*** Excerto para leitura ***

P: Qual será o impacto deste vírus a longo prazo? Há escolas que estão fechadas, há sérias repercussões económicas…

JL: Vai levar anos a ultrapassar esta situação. Há perdas em termos de vidas, há perdas ao nível das infraestruturas. Na verdade, é muito difícil apurar a dimensão do impacto. Estamos a começar a ver resultados positivos no terreno, mas é essencial que não concentremos as energias apenas nas respostas para o amanhã, sem colmatar as necessidades flagrantes do presente.

P: Esta foi uma das maiores emergências em que estiveram envolvidos, mas os Médicos Sem Fronteiras trabalham em 67 países. Há equipas na Síria, por exemplo. Tem sido particularmente difícil, sobretudo porque o presidente Bashar al-Assad não deixa as equipas operar. No entanto, têm conseguido intervir em zonas rebeldes. O que é que têm presenciado nessas áreas?

*** Dados disponíveis ***

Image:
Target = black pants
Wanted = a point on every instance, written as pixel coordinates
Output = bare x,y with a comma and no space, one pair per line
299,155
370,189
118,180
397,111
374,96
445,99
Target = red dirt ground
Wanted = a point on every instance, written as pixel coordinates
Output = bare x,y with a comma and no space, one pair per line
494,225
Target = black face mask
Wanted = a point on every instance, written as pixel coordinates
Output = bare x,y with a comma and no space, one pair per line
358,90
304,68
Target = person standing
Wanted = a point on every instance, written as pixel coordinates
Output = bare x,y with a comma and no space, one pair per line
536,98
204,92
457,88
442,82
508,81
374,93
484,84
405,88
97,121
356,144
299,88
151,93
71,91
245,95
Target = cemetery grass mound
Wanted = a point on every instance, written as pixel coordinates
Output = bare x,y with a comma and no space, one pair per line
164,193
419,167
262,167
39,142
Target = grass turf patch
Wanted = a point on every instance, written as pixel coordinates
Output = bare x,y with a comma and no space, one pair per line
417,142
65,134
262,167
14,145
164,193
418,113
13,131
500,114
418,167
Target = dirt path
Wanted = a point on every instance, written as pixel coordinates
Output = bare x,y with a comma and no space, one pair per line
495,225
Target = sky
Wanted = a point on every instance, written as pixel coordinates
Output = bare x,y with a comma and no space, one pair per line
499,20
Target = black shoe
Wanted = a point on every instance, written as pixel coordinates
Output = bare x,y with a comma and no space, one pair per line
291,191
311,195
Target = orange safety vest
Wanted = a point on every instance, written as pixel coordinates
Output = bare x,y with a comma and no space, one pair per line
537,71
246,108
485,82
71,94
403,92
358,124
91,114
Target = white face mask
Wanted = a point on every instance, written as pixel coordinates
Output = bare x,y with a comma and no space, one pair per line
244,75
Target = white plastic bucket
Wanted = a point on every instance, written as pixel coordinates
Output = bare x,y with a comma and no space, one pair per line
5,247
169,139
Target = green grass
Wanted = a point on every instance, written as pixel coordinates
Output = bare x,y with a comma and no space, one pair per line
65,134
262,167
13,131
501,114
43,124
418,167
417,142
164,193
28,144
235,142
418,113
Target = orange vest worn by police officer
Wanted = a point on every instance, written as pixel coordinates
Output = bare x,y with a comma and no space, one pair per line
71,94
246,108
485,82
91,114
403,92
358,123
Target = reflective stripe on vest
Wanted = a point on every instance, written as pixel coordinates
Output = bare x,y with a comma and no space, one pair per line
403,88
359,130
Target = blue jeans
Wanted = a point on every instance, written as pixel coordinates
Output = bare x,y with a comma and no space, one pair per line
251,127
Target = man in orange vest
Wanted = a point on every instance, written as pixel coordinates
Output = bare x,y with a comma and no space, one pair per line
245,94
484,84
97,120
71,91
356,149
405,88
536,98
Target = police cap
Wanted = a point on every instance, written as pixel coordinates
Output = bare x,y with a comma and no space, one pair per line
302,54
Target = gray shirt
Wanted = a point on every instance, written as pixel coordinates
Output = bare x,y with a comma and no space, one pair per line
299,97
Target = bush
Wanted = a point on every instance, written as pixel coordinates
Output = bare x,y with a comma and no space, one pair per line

***

§ **Objetivo do exercício**:
Prossiga a entrevista sobre o trabalho dos Médicos Sem Fronteiras a partir do ponto em que termina o excerto para leitura.

§ **Resultado da tarefa**:
JL: Neste momento, os relatos são muito escassos porque a nossa presença está muito limitada. E isso é muito frustrante porque sabemos que a Síria representa uma das maiores crises humanitárias da actualidade. Para nós, é uma prioridade, mas não estamos a ser capazes de dar uma resposta à medida da situação. É uma realidade muito triste.

P: Porque é que eles não deixam as equipas entrar?

JL: A questão é que não conseguimos obter uma garantia de segurança para proteger uma equipa no terreno.

P: A sua organização enfrenta, por vezes, dilemas morais. É sabido que, no passado, os Médicos Sem Fronteiras tiveram de pagar uma espécie de imposto à Al-Qaeda para poder operar no terreno. Como é que avalia este tipo de situações?

JL: A realidade é que, onde quer que trabalhemos, temos de pagar um imposto. Se estivermos a cooperar com um governo e tivermos de importar material, como medicamentos antiretrovirais num país africano, não temos isenção de impostos. Há sempre coisas a pagar. Pode ser ao governo no poder ou a outro tipo de autoridade. Essa é a realidade no terreno.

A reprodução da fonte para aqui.